• ARTICLE:
------------------------------

# Simple music notation software?



## humanwarnings (Feb 10, 2018)

Just wanted to get some feedback from real people. I don't need bells or whistles. Just a very simple music notation program.

Finale and Sibelius have way too many features for my needs, and they do not allow you to scroll up and down on the score, with the mouse button held, while hearing each note.

Thanks!


----------



## Taggart (Feb 14, 2013)

Try MuseScore - it's simple but fairly powerful - https://musescore.org/en


----------



## eugeneonagain (May 14, 2017)

I second Taggart's recommendation of musescore. It's so good I stopped using Finale in favour if it. It's free too. I found the learning curve less steeper than either Sibelius or Finale.

It takes multiple soundfonts and also sfz files. I mix and match instruments. The only think I miss from Finale is the playback of piano music; musescore is a bit more mechanical. Never had a problem with larger ensembles.


----------



## Michael Diemer (Nov 12, 2017)

If you don't mind spending a bit (150.00), Notion is an excellent program, very professional. And the instruments may be better than any other such software.


----------



## QuietGuy (Mar 1, 2014)

Another program you might look into is Noteworthy. https://noteworthycomposer.com/ Free to try and US$49 to buy. The learning curve is very low.

------------------------------

• DATA LINES:
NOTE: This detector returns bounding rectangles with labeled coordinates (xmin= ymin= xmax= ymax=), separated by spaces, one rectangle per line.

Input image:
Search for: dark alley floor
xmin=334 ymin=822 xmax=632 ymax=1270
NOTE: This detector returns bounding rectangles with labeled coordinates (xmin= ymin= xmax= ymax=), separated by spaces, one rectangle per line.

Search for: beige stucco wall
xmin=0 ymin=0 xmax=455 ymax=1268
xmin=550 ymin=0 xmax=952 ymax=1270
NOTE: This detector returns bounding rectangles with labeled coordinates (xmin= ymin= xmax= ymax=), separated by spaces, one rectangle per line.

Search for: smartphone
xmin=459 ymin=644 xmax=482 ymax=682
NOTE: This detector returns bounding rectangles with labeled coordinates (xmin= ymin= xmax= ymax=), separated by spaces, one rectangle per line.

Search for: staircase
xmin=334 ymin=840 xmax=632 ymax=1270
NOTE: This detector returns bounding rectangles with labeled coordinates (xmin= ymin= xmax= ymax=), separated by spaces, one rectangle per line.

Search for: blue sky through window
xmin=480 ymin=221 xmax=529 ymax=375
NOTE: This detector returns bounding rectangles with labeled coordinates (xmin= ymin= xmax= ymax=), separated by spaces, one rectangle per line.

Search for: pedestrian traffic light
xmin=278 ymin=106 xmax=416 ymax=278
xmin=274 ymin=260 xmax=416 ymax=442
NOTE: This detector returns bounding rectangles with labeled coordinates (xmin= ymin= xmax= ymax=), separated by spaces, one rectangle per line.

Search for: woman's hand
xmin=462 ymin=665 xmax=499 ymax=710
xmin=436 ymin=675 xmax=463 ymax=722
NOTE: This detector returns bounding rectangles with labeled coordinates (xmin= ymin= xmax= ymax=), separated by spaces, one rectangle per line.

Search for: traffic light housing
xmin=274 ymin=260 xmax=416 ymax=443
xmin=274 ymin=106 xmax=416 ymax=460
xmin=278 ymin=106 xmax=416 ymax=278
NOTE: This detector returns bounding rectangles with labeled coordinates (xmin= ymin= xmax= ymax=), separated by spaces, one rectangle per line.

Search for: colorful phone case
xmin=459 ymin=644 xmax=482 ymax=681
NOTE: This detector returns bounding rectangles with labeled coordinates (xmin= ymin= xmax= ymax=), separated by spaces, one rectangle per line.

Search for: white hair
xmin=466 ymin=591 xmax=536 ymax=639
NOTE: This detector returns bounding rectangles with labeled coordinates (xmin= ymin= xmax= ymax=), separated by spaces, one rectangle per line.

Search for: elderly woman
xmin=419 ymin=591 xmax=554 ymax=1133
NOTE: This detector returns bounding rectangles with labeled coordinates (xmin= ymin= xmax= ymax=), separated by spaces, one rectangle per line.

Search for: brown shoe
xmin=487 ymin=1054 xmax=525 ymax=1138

------------------------------

• TASK TO COMPLETE:
Answer these questions from the music notation thread above:
1. Which program did eugeneonagain stop using after switching to MuseScore?
2. What price does Michael Diemer give for Notion?
3. How much does Noteworthy cost to buy, according to QuietGuy?

• FINAL ANSWER:
1. Finale
2. 150.00
3. US$49